Exercise prompt: Reproduce the lines below from the one that contains "target | paving slab" through the end, inclusive, and add nothing.

Listing:
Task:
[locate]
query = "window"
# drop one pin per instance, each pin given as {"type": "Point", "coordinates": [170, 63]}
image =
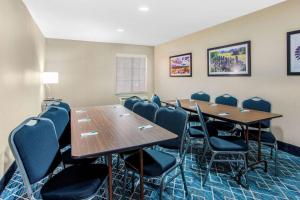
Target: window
{"type": "Point", "coordinates": [131, 73]}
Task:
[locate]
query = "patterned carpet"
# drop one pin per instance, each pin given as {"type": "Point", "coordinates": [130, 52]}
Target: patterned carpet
{"type": "Point", "coordinates": [219, 185]}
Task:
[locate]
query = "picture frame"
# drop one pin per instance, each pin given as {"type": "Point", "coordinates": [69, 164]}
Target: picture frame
{"type": "Point", "coordinates": [230, 60]}
{"type": "Point", "coordinates": [293, 53]}
{"type": "Point", "coordinates": [180, 65]}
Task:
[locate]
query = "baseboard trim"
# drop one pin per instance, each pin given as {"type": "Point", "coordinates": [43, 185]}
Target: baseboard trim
{"type": "Point", "coordinates": [289, 148]}
{"type": "Point", "coordinates": [7, 176]}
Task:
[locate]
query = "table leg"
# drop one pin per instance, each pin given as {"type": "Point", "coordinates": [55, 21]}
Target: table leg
{"type": "Point", "coordinates": [141, 174]}
{"type": "Point", "coordinates": [110, 182]}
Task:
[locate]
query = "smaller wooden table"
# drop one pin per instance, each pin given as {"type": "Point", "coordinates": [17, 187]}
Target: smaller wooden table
{"type": "Point", "coordinates": [244, 117]}
{"type": "Point", "coordinates": [114, 129]}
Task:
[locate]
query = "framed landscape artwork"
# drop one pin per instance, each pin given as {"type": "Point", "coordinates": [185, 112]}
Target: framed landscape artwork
{"type": "Point", "coordinates": [181, 65]}
{"type": "Point", "coordinates": [230, 60]}
{"type": "Point", "coordinates": [293, 53]}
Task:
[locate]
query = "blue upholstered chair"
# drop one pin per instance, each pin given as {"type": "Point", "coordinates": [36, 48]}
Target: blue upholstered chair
{"type": "Point", "coordinates": [158, 163]}
{"type": "Point", "coordinates": [129, 103]}
{"type": "Point", "coordinates": [220, 146]}
{"type": "Point", "coordinates": [155, 99]}
{"type": "Point", "coordinates": [267, 137]}
{"type": "Point", "coordinates": [145, 109]}
{"type": "Point", "coordinates": [35, 147]}
{"type": "Point", "coordinates": [60, 118]}
{"type": "Point", "coordinates": [228, 100]}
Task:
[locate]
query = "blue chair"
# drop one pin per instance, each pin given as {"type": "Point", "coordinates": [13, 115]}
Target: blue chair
{"type": "Point", "coordinates": [158, 163]}
{"type": "Point", "coordinates": [267, 137]}
{"type": "Point", "coordinates": [35, 147]}
{"type": "Point", "coordinates": [228, 100]}
{"type": "Point", "coordinates": [60, 119]}
{"type": "Point", "coordinates": [129, 103]}
{"type": "Point", "coordinates": [220, 146]}
{"type": "Point", "coordinates": [155, 99]}
{"type": "Point", "coordinates": [145, 109]}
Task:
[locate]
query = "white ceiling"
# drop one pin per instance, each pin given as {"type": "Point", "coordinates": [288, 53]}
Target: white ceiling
{"type": "Point", "coordinates": [98, 20]}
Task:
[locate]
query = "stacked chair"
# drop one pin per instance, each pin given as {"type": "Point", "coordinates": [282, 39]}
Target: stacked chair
{"type": "Point", "coordinates": [267, 137]}
{"type": "Point", "coordinates": [35, 147]}
{"type": "Point", "coordinates": [158, 163]}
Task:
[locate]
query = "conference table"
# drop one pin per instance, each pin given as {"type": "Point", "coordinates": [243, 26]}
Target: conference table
{"type": "Point", "coordinates": [243, 117]}
{"type": "Point", "coordinates": [105, 130]}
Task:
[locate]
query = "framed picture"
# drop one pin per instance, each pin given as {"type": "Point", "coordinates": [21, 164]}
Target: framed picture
{"type": "Point", "coordinates": [230, 60]}
{"type": "Point", "coordinates": [181, 65]}
{"type": "Point", "coordinates": [293, 53]}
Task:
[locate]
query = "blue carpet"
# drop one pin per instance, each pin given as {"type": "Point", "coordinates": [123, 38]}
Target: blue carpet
{"type": "Point", "coordinates": [219, 185]}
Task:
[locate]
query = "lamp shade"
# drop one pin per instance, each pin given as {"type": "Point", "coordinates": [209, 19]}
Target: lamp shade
{"type": "Point", "coordinates": [50, 77]}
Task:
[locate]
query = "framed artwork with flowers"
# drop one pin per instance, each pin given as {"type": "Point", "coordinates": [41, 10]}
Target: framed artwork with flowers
{"type": "Point", "coordinates": [293, 53]}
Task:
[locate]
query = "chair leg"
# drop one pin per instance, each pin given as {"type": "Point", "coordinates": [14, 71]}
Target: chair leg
{"type": "Point", "coordinates": [183, 179]}
{"type": "Point", "coordinates": [208, 169]}
{"type": "Point", "coordinates": [162, 187]}
{"type": "Point", "coordinates": [275, 159]}
{"type": "Point", "coordinates": [204, 152]}
{"type": "Point", "coordinates": [125, 183]}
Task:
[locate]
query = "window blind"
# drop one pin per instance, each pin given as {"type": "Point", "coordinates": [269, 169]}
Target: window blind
{"type": "Point", "coordinates": [131, 74]}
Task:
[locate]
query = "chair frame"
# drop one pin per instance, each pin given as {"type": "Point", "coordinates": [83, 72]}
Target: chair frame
{"type": "Point", "coordinates": [21, 167]}
{"type": "Point", "coordinates": [179, 163]}
{"type": "Point", "coordinates": [216, 153]}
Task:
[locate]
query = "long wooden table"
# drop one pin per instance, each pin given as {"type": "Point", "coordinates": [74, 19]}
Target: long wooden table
{"type": "Point", "coordinates": [112, 129]}
{"type": "Point", "coordinates": [244, 117]}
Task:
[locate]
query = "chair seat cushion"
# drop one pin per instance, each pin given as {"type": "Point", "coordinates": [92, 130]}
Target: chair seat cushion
{"type": "Point", "coordinates": [266, 136]}
{"type": "Point", "coordinates": [155, 162]}
{"type": "Point", "coordinates": [75, 182]}
{"type": "Point", "coordinates": [230, 144]}
{"type": "Point", "coordinates": [68, 159]}
{"type": "Point", "coordinates": [196, 131]}
{"type": "Point", "coordinates": [222, 125]}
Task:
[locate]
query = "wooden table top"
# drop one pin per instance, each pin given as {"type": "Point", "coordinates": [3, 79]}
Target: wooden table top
{"type": "Point", "coordinates": [117, 130]}
{"type": "Point", "coordinates": [217, 111]}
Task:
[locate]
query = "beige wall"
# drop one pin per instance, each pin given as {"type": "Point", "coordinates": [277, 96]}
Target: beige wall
{"type": "Point", "coordinates": [267, 31]}
{"type": "Point", "coordinates": [21, 60]}
{"type": "Point", "coordinates": [87, 70]}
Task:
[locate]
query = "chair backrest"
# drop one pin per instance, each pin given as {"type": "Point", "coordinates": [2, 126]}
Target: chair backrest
{"type": "Point", "coordinates": [175, 121]}
{"type": "Point", "coordinates": [129, 103]}
{"type": "Point", "coordinates": [62, 105]}
{"type": "Point", "coordinates": [201, 96]}
{"type": "Point", "coordinates": [146, 110]}
{"type": "Point", "coordinates": [35, 147]}
{"type": "Point", "coordinates": [59, 117]}
{"type": "Point", "coordinates": [227, 99]}
{"type": "Point", "coordinates": [155, 99]}
{"type": "Point", "coordinates": [257, 103]}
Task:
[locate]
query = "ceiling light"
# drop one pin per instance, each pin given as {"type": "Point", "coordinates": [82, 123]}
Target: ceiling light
{"type": "Point", "coordinates": [120, 30]}
{"type": "Point", "coordinates": [143, 9]}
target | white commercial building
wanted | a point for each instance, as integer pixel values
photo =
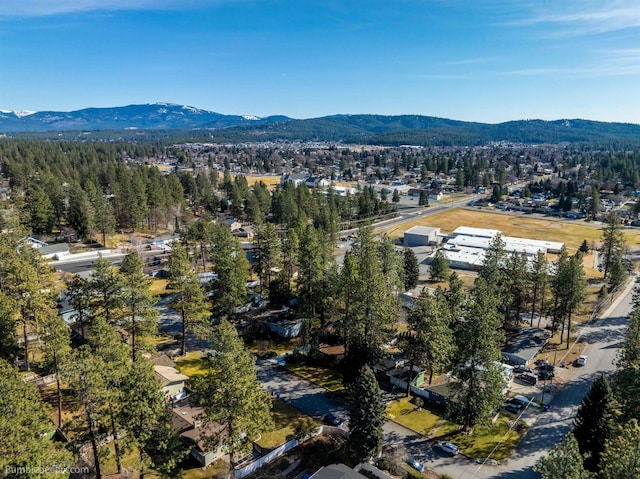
(421, 236)
(467, 246)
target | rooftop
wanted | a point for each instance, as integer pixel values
(337, 471)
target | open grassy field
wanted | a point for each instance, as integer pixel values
(404, 412)
(284, 417)
(572, 234)
(192, 364)
(499, 440)
(323, 377)
(269, 180)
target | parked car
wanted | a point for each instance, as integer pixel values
(522, 369)
(415, 464)
(448, 447)
(527, 378)
(512, 408)
(581, 361)
(333, 420)
(545, 375)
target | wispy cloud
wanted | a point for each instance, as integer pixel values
(35, 8)
(582, 17)
(469, 61)
(608, 63)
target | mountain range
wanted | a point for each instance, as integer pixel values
(189, 122)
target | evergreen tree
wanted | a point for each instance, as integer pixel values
(429, 342)
(496, 195)
(613, 242)
(494, 274)
(40, 212)
(108, 348)
(79, 295)
(231, 265)
(137, 299)
(539, 280)
(411, 269)
(627, 382)
(391, 263)
(24, 427)
(8, 327)
(594, 204)
(104, 219)
(621, 457)
(191, 301)
(371, 309)
(79, 212)
(563, 461)
(310, 270)
(145, 418)
(593, 424)
(439, 267)
(365, 417)
(455, 296)
(231, 395)
(584, 247)
(516, 271)
(57, 346)
(267, 253)
(478, 383)
(84, 374)
(569, 290)
(106, 287)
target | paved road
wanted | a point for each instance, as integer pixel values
(604, 338)
(547, 428)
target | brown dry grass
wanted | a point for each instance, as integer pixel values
(570, 233)
(269, 180)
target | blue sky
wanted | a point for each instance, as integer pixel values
(483, 60)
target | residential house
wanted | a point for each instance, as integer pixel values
(523, 346)
(206, 441)
(295, 178)
(232, 224)
(173, 382)
(317, 182)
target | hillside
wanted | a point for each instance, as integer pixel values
(162, 120)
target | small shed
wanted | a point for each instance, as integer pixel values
(523, 346)
(421, 236)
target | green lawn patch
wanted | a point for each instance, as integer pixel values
(404, 412)
(108, 459)
(192, 364)
(324, 377)
(216, 469)
(265, 346)
(484, 440)
(284, 417)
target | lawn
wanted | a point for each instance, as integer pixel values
(324, 377)
(217, 469)
(405, 413)
(284, 417)
(158, 287)
(192, 364)
(484, 440)
(263, 346)
(108, 459)
(269, 180)
(524, 226)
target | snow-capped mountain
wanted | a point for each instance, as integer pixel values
(150, 116)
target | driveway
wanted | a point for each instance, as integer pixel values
(546, 428)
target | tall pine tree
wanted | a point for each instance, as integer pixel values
(365, 417)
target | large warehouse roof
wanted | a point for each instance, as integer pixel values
(479, 232)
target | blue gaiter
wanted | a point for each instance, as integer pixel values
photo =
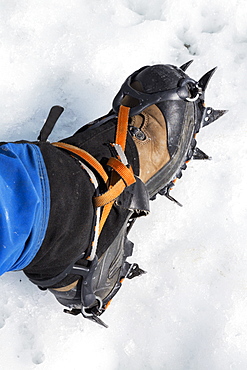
(24, 204)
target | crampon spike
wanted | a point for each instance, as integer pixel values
(186, 65)
(199, 154)
(212, 115)
(204, 80)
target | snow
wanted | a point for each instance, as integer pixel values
(190, 310)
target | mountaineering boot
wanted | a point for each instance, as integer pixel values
(164, 133)
(128, 156)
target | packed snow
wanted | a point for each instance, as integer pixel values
(189, 312)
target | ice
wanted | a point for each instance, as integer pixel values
(190, 310)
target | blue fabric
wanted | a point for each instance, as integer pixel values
(24, 204)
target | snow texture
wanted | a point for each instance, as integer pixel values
(189, 312)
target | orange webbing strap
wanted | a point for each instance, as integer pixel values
(124, 172)
(86, 156)
(121, 136)
(122, 126)
(127, 178)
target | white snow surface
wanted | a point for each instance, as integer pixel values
(190, 310)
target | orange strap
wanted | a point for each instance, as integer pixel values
(123, 171)
(122, 126)
(120, 139)
(86, 156)
(127, 178)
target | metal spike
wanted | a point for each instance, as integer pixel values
(186, 65)
(199, 154)
(204, 80)
(173, 199)
(212, 115)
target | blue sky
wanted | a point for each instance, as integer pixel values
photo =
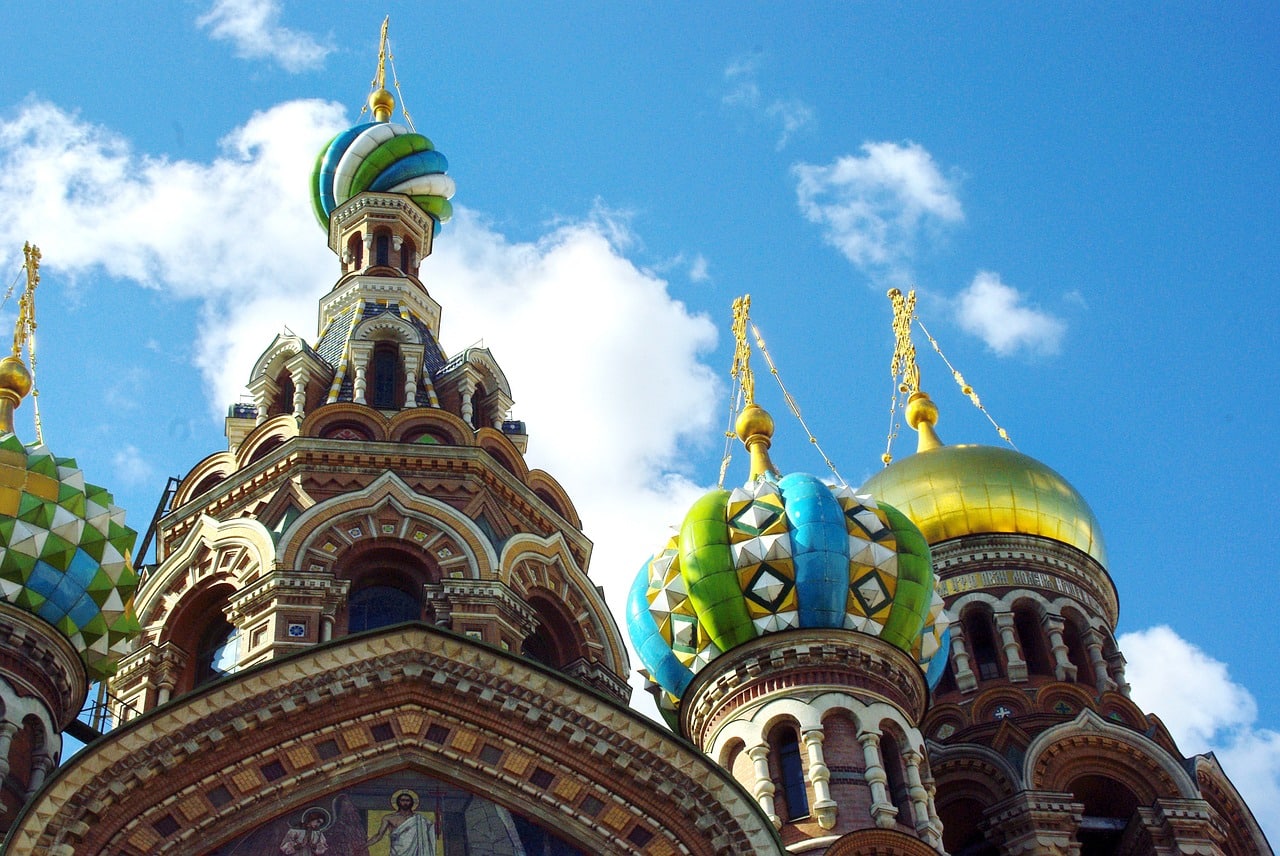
(1086, 197)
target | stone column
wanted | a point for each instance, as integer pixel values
(1016, 665)
(40, 767)
(763, 788)
(466, 389)
(1063, 667)
(919, 797)
(1093, 648)
(823, 806)
(7, 732)
(883, 811)
(965, 678)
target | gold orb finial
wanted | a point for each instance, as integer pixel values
(922, 415)
(754, 428)
(382, 104)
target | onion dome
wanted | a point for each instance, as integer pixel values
(385, 158)
(955, 490)
(781, 553)
(64, 548)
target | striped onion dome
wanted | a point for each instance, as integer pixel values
(385, 158)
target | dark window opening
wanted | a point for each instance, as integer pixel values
(982, 642)
(385, 374)
(380, 607)
(792, 776)
(218, 651)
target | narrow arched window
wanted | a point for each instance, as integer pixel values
(792, 774)
(1031, 636)
(385, 375)
(218, 650)
(981, 635)
(380, 607)
(356, 251)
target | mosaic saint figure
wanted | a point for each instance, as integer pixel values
(411, 833)
(309, 840)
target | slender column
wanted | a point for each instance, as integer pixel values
(1013, 649)
(40, 767)
(823, 806)
(1093, 648)
(466, 388)
(1115, 665)
(965, 678)
(763, 790)
(1063, 667)
(919, 799)
(883, 811)
(7, 732)
(361, 364)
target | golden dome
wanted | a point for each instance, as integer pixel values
(955, 490)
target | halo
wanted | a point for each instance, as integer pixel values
(412, 795)
(318, 810)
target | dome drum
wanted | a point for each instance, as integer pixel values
(810, 660)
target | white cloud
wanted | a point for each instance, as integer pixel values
(254, 27)
(790, 114)
(996, 314)
(131, 467)
(699, 270)
(873, 206)
(1206, 710)
(604, 364)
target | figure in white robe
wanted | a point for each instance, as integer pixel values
(411, 833)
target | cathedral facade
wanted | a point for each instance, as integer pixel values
(370, 628)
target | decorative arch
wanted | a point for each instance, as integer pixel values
(502, 449)
(330, 417)
(324, 532)
(551, 493)
(410, 425)
(1092, 746)
(265, 438)
(405, 699)
(531, 564)
(205, 476)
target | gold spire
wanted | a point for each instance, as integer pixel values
(922, 413)
(16, 379)
(380, 101)
(754, 425)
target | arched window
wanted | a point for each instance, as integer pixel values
(1109, 808)
(1031, 636)
(981, 634)
(218, 650)
(891, 755)
(356, 251)
(380, 607)
(795, 797)
(385, 383)
(1074, 639)
(476, 404)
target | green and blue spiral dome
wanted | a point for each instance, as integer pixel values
(384, 158)
(782, 553)
(64, 553)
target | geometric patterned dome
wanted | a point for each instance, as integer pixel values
(383, 158)
(64, 553)
(778, 554)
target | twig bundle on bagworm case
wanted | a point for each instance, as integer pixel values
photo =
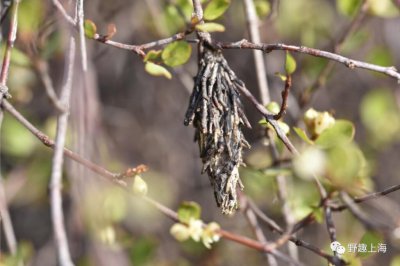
(215, 110)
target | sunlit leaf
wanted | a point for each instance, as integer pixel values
(348, 7)
(341, 132)
(187, 8)
(176, 53)
(153, 55)
(215, 9)
(90, 28)
(290, 64)
(188, 210)
(210, 27)
(309, 163)
(157, 70)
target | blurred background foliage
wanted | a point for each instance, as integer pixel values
(142, 122)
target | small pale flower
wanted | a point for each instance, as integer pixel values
(195, 229)
(180, 232)
(210, 234)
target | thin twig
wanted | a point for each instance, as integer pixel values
(5, 218)
(337, 47)
(113, 177)
(285, 95)
(82, 39)
(390, 71)
(301, 243)
(60, 235)
(12, 35)
(356, 211)
(270, 118)
(253, 28)
(252, 220)
(368, 197)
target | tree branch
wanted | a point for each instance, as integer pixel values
(253, 28)
(337, 47)
(60, 235)
(367, 197)
(350, 63)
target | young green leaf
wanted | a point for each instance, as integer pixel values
(189, 210)
(302, 134)
(180, 232)
(383, 8)
(157, 70)
(348, 7)
(210, 27)
(111, 30)
(90, 28)
(139, 186)
(273, 107)
(215, 9)
(263, 8)
(176, 53)
(290, 64)
(153, 55)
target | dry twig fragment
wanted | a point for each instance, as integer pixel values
(215, 110)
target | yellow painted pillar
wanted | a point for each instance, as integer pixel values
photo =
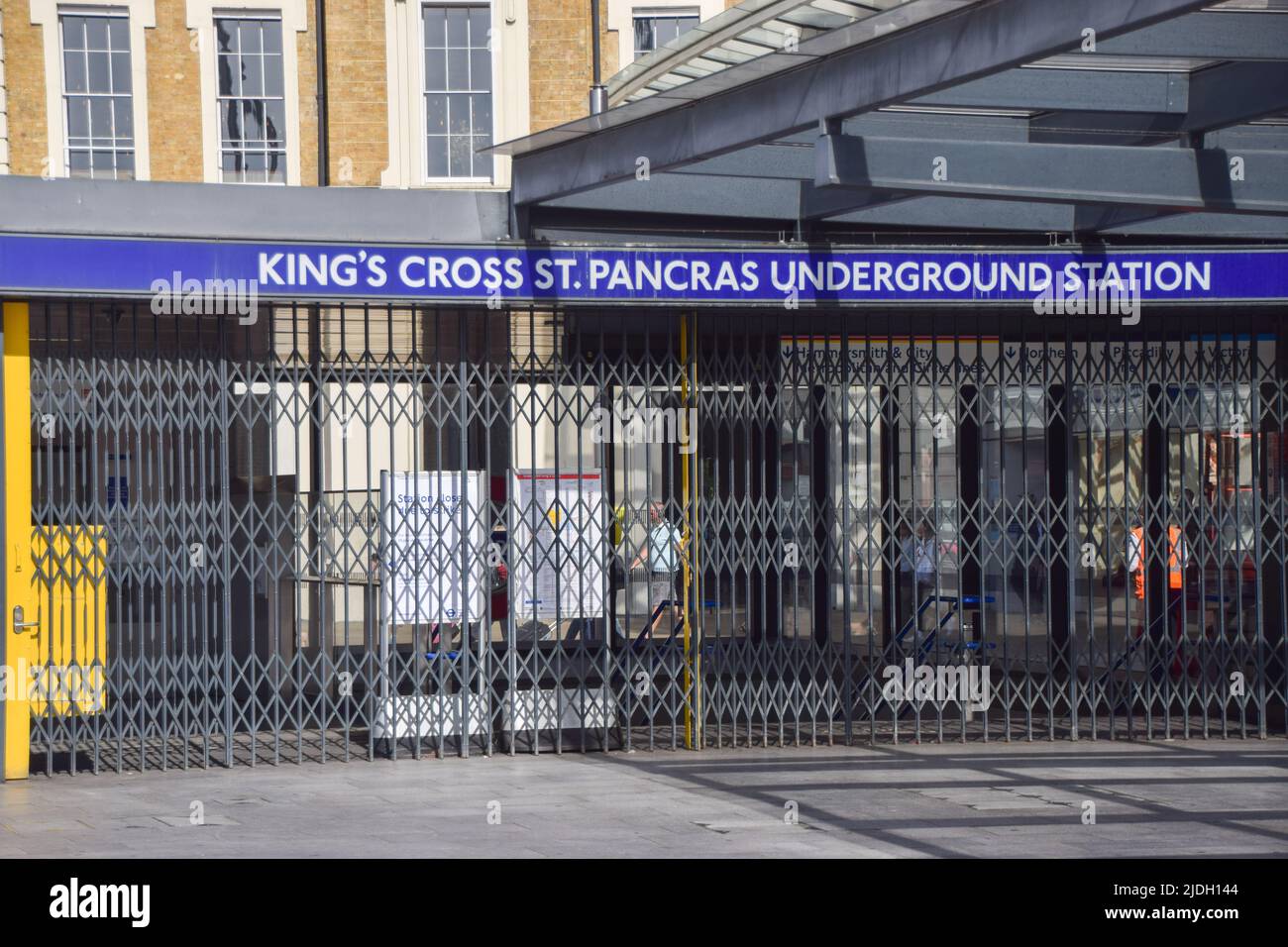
(20, 650)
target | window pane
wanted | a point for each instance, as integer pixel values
(482, 107)
(99, 72)
(480, 24)
(119, 34)
(481, 71)
(73, 33)
(436, 68)
(459, 115)
(95, 33)
(226, 37)
(230, 121)
(643, 35)
(274, 121)
(482, 162)
(228, 72)
(250, 38)
(253, 77)
(436, 26)
(437, 153)
(271, 37)
(73, 71)
(101, 116)
(253, 120)
(124, 112)
(458, 26)
(77, 118)
(436, 114)
(273, 84)
(458, 69)
(458, 60)
(459, 157)
(120, 72)
(78, 163)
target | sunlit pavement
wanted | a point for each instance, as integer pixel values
(1068, 799)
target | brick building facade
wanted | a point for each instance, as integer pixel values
(540, 56)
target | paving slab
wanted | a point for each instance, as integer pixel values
(1171, 799)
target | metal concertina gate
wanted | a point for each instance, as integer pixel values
(645, 528)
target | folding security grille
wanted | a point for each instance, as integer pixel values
(353, 531)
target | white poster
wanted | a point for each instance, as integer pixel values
(559, 545)
(425, 552)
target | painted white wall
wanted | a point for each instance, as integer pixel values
(404, 73)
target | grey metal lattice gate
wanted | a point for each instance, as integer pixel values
(361, 530)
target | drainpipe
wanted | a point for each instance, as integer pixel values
(597, 90)
(323, 125)
(4, 108)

Response to this exercise:
target | paving slab
wanted | a point for each instance, as integer pixel values
(1171, 799)
target | metal concertina gate
wanted | a point for each instance, as integer pixel values
(645, 528)
target | folding security grille
wanted | a point for each instance, as integer pixel values
(353, 531)
target | white poster
wanted | a point for each instance, as integer pixel values
(559, 545)
(425, 552)
target | painted white wall
wanted | a point for each instance, as integer pixel values
(404, 73)
target | grey metal lattice gate
wanted | a point for each instance, as integer pixel values
(361, 530)
target | drainpipe
wanted | a point for each instance, as integer pixel values
(597, 90)
(323, 125)
(4, 108)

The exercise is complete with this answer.